** 提供された抜粋 **
+--
なお、本発明は上記実施例に限定されるものではなく、本発明の趣旨に基づき種々の変形が可能であり、これらを本発明の範囲から排除するものではない。
【産業上の利用可能性】
【0042】
本発明は、鉄道貨物輸送ネットワークにおける輸送条件の変化や貨物駅の増減に伴い、幹線区間断面貨物輸送量を簡便に推定することができる、鉄道幹線区間断面貨物輸送量の推定方法として利用可能である。

【特許請求の範囲】
【請求項1】
鉄道貨物輸送における貨物駅ペアの輸送実績データ(OD別品目別輸送量のデータ)と列車経路データ(計画および実績)に基づいて鉄道幹線区間断面貨物輸送量を推定するにあたり、幹線区間通過貨物輸送データベースの整備と、輸送量データの変換とを行うことを特徴とする鉄道幹線区間断面貨物輸送量の推定方法。
【請求項2】
請求項1記載の鉄道幹線区間断面貨物輸送量の推定方法において、前記幹線区間通過貨物輸送データベースの整備は、幹線区間通過列車データベースの整備及び対象区間通過貨物輸送経路データベースの整備を含むことを特徴とする鉄道幹線区間断面貨物輸送量の推定方法。
+--
** 提供データ **

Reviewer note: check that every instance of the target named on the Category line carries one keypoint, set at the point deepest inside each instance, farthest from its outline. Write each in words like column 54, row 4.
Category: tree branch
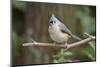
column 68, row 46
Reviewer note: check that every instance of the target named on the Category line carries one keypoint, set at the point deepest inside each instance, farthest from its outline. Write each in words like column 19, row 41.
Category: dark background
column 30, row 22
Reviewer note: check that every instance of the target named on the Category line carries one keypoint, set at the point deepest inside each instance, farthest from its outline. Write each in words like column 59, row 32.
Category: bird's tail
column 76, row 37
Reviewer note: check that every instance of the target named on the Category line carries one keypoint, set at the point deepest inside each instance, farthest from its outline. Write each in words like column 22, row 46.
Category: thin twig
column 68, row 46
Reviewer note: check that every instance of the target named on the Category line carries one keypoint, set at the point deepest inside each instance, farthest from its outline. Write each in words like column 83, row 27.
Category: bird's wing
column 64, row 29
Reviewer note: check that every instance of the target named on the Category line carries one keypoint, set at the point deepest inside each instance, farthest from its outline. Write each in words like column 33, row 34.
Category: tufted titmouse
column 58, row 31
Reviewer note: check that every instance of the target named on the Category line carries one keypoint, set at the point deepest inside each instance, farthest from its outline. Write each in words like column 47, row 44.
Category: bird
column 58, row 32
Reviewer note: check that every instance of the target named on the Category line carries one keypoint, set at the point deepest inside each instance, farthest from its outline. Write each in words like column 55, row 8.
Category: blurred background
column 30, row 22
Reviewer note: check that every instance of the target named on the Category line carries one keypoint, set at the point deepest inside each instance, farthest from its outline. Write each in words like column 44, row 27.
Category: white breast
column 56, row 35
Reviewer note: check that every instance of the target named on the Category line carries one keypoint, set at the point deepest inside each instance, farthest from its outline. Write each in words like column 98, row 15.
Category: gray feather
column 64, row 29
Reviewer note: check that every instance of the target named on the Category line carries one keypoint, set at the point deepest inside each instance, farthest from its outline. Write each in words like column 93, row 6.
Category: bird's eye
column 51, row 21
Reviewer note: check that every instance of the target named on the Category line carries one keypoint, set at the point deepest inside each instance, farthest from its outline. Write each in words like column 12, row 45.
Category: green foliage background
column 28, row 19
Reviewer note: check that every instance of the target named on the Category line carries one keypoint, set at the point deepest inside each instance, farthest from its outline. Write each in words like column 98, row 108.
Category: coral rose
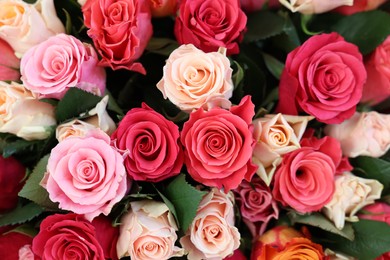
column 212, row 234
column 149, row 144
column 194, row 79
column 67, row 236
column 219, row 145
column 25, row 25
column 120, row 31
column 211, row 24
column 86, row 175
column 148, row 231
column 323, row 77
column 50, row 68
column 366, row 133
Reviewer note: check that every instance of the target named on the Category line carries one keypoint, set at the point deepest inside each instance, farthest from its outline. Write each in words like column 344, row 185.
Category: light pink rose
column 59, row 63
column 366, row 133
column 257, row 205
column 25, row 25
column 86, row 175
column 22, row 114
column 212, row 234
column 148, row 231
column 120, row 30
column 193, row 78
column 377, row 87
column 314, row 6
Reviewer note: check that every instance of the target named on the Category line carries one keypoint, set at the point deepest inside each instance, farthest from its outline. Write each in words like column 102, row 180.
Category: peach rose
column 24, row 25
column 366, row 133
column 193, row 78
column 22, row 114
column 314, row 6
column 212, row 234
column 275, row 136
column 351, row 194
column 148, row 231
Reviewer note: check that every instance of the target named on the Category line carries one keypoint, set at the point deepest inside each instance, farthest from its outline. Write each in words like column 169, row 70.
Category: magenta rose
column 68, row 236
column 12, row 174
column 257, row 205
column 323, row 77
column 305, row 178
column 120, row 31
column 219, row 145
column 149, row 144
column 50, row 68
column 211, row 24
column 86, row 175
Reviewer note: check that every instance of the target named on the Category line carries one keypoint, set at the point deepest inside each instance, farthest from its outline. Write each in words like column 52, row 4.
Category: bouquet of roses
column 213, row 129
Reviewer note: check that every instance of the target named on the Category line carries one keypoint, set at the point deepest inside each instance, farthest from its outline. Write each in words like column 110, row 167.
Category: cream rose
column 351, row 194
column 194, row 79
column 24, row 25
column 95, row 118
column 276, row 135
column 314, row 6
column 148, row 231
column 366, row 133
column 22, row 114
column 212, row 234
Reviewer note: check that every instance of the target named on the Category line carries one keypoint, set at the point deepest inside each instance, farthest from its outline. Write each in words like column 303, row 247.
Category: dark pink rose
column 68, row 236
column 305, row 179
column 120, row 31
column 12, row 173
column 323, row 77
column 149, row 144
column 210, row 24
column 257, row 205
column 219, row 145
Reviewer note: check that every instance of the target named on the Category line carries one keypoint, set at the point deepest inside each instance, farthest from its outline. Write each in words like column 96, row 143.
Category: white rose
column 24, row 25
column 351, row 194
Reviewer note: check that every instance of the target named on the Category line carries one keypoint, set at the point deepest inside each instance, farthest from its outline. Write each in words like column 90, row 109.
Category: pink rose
+--
** 練習問題 **
(1) 鉄道幹線区間の貨物輸送量推定に関する抜粋を読み、次の問いに答えなさい。
(a) 【請求項1】では、推定の基になるデータとして何と何が挙げられているか。
(b) 【請求項2】では、幹線区間通過貨物輸送データベースの整備に何が含まれるとされているか。
(c) 【産業上の利用可能性】では、何に伴って幹線区間断面貨物輸送量を推定できるとされているか。
(2) 記録の冒頭から「column 76, row 37」を含む行までを、両端の行も含めてそのまま書き写しなさい。画像は解答から除くこと。

** 各問の解答 **
(1)
(a) 貨物駅ペアの輸送実績データ(OD別品目別輸送量のデータ)と列車経路データ(計画および実績)。
(b) 幹線区間通過列車データベースの整備及び対象区間通過貨物輸送経路データベースの整備。
(c) 鉄道貨物輸送ネットワークにおける輸送条件の変化や貨物駅の増減。

(2)
Reviewer note: check that every instance of the target named on the Category line carries one keypoint, set at the point deepest inside each instance, farthest from its outline. Write each in words like column 54, row 4.
Category: tree branch
column 68, row 46
Reviewer note: check that every instance of the target named on the Category line carries one keypoint, set at the point deepest inside each instance, farthest from its outline. Write each in words like column 19, row 41.
Category: dark background
column 30, row 22
Reviewer note: check that every instance of the target named on the Category line carries one keypoint, set at the point deepest inside each instance, farthest from its outline. Write each in words like column 59, row 32.
Category: bird's tail
column 76, row 37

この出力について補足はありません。